= EXERCISE REQUIREMENTS =
Retype the lines word for word, starting at the line that contains "Rules. Find each instance of the sandy" and ending at the last line of the material, and leave the pictures out.

= = = =

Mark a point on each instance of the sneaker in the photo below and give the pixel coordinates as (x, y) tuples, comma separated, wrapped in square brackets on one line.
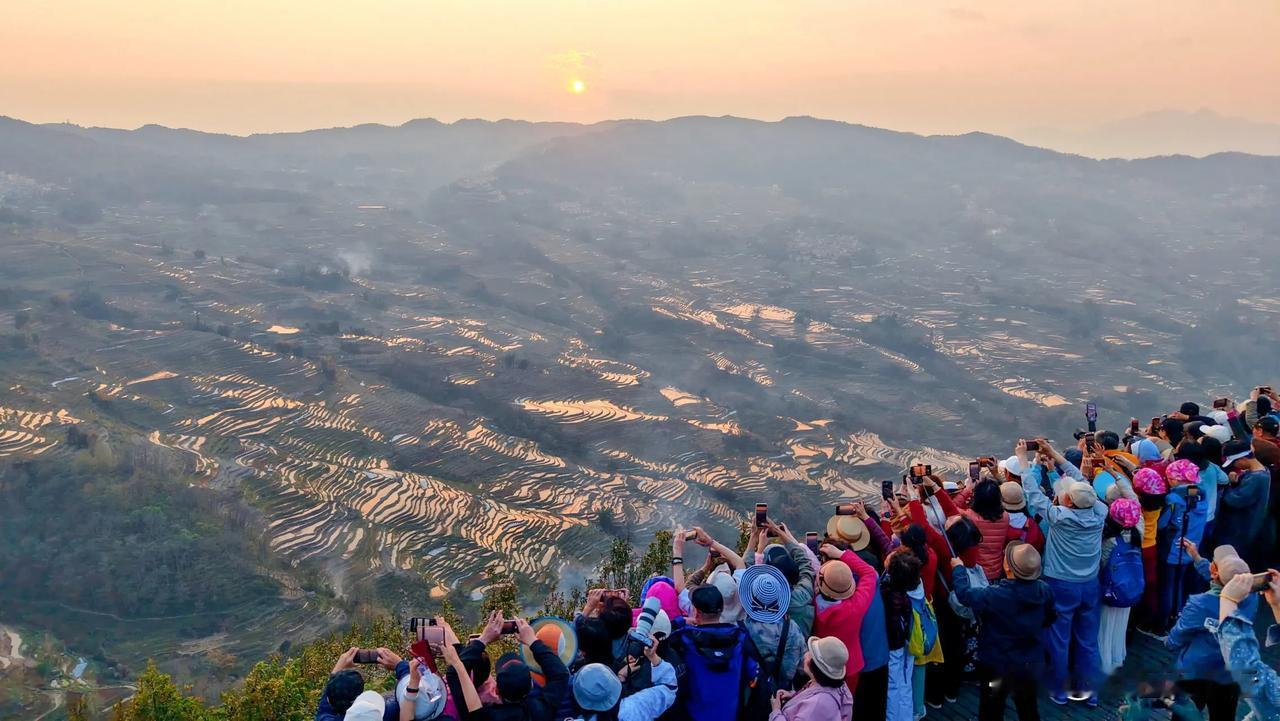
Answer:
[(1159, 637)]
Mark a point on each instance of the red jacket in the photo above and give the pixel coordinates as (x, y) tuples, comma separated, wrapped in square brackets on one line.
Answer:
[(845, 619)]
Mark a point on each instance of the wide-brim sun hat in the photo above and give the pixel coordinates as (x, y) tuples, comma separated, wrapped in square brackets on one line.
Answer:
[(556, 633), (432, 696), (764, 593), (849, 529)]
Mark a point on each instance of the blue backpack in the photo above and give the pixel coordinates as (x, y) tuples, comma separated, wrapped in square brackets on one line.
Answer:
[(1123, 578)]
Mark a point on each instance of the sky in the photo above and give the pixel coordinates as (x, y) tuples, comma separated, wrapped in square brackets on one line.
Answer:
[(924, 65)]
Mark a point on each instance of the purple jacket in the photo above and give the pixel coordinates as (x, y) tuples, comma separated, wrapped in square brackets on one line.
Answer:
[(817, 703)]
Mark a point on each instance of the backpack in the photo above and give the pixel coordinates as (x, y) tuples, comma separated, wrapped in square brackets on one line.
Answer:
[(769, 680), (720, 669), (1123, 576), (977, 579), (923, 642)]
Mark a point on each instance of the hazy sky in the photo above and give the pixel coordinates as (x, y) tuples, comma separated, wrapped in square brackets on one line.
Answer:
[(1001, 65)]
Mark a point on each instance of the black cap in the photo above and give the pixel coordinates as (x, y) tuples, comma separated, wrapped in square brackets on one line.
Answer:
[(343, 688), (513, 678), (1237, 447), (708, 599), (1269, 425)]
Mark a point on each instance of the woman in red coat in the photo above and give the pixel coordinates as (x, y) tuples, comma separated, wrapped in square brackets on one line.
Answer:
[(846, 585)]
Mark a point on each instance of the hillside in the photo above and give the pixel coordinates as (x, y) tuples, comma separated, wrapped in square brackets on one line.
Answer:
[(393, 359)]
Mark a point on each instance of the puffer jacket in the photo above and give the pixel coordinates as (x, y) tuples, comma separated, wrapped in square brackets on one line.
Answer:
[(817, 703), (1013, 616)]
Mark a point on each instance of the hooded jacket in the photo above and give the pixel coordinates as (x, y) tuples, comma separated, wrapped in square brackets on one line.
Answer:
[(1198, 652), (1013, 615), (1074, 548)]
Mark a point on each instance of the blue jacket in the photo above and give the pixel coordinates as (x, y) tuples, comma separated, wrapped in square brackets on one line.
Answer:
[(1242, 510), (325, 712), (1198, 652), (1013, 616), (1171, 523), (1074, 548), (874, 635), (1260, 685), (718, 670)]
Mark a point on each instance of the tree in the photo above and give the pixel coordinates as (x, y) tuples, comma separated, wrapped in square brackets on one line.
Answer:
[(159, 699), (274, 690)]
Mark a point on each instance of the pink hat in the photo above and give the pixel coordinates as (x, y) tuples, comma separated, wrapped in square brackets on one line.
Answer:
[(1182, 471), (1125, 511), (1150, 482)]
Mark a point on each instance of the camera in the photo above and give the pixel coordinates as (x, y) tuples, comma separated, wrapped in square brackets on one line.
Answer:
[(641, 635), (812, 541), (426, 629), (886, 489)]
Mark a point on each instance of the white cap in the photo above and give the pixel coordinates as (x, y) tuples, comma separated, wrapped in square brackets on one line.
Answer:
[(368, 706)]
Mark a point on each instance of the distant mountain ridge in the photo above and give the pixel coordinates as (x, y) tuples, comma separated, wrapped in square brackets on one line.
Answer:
[(1164, 132)]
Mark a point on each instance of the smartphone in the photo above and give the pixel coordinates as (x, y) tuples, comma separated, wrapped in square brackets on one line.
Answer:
[(810, 539), (417, 626)]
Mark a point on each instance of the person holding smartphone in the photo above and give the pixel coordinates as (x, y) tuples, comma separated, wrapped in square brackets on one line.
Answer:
[(1260, 684), (1073, 555)]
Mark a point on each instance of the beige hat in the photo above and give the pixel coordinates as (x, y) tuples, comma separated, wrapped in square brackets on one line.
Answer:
[(836, 580), (1228, 562), (1023, 561), (830, 656), (1082, 494), (849, 529), (1011, 496)]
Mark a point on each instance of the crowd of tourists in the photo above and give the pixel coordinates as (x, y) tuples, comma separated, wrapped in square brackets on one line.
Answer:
[(1027, 578)]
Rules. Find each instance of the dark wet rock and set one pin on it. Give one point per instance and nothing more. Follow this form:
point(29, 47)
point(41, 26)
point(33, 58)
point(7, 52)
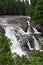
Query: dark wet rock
point(37, 26)
point(2, 30)
point(21, 21)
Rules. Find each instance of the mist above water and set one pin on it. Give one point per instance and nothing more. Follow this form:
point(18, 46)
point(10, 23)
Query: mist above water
point(21, 43)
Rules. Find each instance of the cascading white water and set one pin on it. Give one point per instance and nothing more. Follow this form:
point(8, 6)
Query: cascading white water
point(15, 48)
point(20, 39)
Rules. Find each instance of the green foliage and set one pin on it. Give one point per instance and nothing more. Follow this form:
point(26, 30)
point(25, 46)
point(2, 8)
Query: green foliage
point(5, 55)
point(33, 60)
point(37, 14)
point(6, 59)
point(41, 46)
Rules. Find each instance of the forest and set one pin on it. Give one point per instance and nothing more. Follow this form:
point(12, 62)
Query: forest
point(6, 58)
point(18, 7)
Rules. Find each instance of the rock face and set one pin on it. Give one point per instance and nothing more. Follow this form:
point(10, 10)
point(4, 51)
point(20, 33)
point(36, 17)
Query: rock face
point(37, 26)
point(21, 21)
point(2, 30)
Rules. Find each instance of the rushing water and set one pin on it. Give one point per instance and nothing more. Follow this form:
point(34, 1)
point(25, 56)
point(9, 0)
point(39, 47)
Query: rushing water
point(21, 42)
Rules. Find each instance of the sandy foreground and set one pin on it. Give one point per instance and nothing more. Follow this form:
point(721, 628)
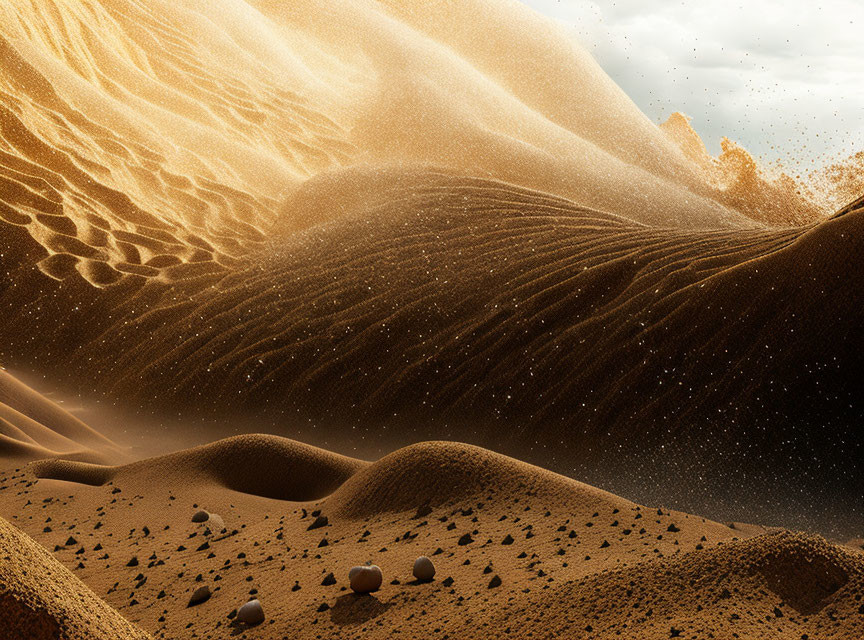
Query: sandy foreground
point(91, 550)
point(359, 224)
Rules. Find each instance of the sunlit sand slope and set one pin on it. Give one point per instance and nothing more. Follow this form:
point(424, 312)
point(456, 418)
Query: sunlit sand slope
point(34, 427)
point(445, 296)
point(156, 138)
point(362, 214)
point(40, 599)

= = = =

= TASK ANSWER =
Rules. Find each instance of the sandy foreground and set one pin on it. Give one point per instance and nothing more. Follow this form:
point(721, 628)
Query: sandy foreground
point(91, 550)
point(359, 224)
Rules. Find each instance of the sunlit sand slope and set one pin on it. Give one point per instance and nothing more. Follow this form:
point(424, 312)
point(456, 418)
Query: sunlit sand slope
point(34, 427)
point(445, 296)
point(156, 138)
point(362, 214)
point(40, 599)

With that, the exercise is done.